═════ Extracted material ═════
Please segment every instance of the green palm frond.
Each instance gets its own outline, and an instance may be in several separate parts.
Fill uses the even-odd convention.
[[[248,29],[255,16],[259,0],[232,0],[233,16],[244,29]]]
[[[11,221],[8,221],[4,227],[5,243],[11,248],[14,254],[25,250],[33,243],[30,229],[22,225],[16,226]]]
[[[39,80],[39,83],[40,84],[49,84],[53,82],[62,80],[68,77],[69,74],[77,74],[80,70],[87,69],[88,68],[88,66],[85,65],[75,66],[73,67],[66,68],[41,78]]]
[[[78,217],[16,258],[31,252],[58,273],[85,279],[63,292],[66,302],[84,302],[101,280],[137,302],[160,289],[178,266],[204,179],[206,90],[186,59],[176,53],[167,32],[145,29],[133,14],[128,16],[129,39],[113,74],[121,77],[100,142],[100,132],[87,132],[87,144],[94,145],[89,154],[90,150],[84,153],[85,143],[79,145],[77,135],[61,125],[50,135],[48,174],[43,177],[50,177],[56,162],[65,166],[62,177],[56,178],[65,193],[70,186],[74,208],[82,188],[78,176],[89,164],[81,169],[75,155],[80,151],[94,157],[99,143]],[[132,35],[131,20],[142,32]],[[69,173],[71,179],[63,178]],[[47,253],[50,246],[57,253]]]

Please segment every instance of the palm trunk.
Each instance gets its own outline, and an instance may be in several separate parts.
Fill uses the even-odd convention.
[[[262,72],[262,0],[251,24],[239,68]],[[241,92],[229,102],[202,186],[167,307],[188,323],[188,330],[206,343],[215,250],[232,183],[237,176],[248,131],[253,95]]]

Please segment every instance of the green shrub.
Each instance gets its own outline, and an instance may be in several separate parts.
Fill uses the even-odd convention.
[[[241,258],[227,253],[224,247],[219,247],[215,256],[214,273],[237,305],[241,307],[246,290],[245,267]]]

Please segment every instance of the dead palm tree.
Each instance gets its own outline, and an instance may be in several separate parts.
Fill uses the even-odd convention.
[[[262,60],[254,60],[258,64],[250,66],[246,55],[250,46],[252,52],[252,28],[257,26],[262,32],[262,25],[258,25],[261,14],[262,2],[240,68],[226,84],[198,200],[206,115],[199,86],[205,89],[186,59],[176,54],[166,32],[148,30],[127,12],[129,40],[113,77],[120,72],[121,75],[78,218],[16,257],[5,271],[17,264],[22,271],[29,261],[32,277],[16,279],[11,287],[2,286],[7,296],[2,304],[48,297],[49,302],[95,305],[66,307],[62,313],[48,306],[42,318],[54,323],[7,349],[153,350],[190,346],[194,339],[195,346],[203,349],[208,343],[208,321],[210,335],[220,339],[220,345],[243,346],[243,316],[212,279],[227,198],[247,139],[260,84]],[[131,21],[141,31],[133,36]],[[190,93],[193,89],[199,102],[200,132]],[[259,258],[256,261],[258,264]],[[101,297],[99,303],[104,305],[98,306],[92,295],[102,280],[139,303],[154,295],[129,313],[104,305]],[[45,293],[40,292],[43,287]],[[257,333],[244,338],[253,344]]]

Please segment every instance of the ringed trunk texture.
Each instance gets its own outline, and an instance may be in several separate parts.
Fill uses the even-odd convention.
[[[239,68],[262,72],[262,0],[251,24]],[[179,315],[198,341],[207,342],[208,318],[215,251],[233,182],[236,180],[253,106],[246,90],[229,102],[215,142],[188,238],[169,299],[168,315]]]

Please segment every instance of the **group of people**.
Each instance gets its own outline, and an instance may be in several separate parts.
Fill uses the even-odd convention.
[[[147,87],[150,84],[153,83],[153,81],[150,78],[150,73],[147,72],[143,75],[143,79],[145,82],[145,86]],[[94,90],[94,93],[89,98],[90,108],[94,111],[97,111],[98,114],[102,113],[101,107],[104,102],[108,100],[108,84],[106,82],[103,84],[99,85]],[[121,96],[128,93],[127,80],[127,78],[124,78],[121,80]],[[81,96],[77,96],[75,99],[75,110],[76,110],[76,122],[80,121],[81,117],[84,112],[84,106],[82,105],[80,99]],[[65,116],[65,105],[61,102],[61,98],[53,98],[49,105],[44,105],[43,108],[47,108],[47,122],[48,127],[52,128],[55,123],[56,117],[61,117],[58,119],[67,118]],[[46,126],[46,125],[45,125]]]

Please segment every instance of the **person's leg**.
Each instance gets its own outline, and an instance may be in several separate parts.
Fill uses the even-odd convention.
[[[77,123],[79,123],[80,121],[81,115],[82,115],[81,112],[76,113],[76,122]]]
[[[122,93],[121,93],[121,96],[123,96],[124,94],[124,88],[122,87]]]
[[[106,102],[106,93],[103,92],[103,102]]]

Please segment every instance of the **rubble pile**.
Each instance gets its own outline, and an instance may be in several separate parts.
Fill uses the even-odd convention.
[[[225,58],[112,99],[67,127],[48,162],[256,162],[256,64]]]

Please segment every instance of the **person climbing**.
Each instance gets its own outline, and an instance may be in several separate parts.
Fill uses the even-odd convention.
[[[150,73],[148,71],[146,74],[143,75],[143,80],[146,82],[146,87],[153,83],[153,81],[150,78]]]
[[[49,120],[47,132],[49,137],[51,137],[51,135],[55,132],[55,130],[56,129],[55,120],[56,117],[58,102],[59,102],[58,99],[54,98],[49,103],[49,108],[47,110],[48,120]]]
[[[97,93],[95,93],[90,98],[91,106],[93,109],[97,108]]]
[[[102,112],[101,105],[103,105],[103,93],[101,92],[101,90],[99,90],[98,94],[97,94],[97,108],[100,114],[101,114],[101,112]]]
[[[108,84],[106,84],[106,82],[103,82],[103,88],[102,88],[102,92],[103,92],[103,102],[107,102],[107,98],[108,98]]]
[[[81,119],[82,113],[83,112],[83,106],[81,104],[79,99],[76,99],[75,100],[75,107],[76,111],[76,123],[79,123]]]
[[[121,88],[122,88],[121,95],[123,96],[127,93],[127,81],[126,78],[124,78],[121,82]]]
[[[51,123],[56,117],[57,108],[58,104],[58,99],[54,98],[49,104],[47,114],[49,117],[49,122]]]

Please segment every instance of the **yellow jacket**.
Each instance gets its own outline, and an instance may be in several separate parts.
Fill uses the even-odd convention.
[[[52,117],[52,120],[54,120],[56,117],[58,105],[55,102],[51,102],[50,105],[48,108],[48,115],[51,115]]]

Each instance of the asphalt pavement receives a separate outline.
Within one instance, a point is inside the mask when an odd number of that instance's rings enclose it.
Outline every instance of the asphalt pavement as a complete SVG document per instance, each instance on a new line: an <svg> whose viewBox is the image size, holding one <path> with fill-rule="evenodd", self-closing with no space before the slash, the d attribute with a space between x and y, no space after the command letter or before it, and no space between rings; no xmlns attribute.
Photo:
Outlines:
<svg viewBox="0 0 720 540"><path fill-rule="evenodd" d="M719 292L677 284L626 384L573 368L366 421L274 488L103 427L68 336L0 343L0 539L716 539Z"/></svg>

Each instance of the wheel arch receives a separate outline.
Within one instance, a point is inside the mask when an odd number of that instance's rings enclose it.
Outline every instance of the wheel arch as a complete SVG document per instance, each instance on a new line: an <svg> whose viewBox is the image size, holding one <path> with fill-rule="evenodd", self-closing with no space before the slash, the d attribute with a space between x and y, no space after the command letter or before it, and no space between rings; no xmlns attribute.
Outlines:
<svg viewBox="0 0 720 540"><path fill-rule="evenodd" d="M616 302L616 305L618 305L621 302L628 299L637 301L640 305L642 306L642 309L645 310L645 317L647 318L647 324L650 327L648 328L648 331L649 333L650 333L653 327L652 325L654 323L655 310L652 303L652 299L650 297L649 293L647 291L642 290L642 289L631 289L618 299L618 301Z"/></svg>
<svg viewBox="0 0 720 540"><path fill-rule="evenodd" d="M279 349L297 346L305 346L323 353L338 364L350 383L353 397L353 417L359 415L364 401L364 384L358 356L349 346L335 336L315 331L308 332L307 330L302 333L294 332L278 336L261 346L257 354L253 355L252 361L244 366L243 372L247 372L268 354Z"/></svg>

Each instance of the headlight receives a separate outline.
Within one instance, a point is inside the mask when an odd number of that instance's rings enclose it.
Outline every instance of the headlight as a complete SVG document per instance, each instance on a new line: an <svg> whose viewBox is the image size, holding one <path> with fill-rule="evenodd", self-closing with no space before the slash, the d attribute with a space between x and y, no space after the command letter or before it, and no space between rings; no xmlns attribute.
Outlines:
═════
#### To do:
Can you turn everything in the material from the line containing "Please segment every instance of the **rubble" down to the line containing "[[[225,58],[112,99],[67,127],[48,162],[256,162],[256,64]]]" into a Markdown table with the columns Row and Line, leaving out blank lines?

#### Response:
| Row | Line |
|---|---|
| 1 | Please segment every instance of the **rubble pile**. |
| 2 | Each instance gets its own outline, and an instance may be in several separate parts. |
| 3 | Fill uses the even-odd convention. |
| 4 | [[[225,58],[112,99],[67,127],[48,162],[256,162],[256,64]]] |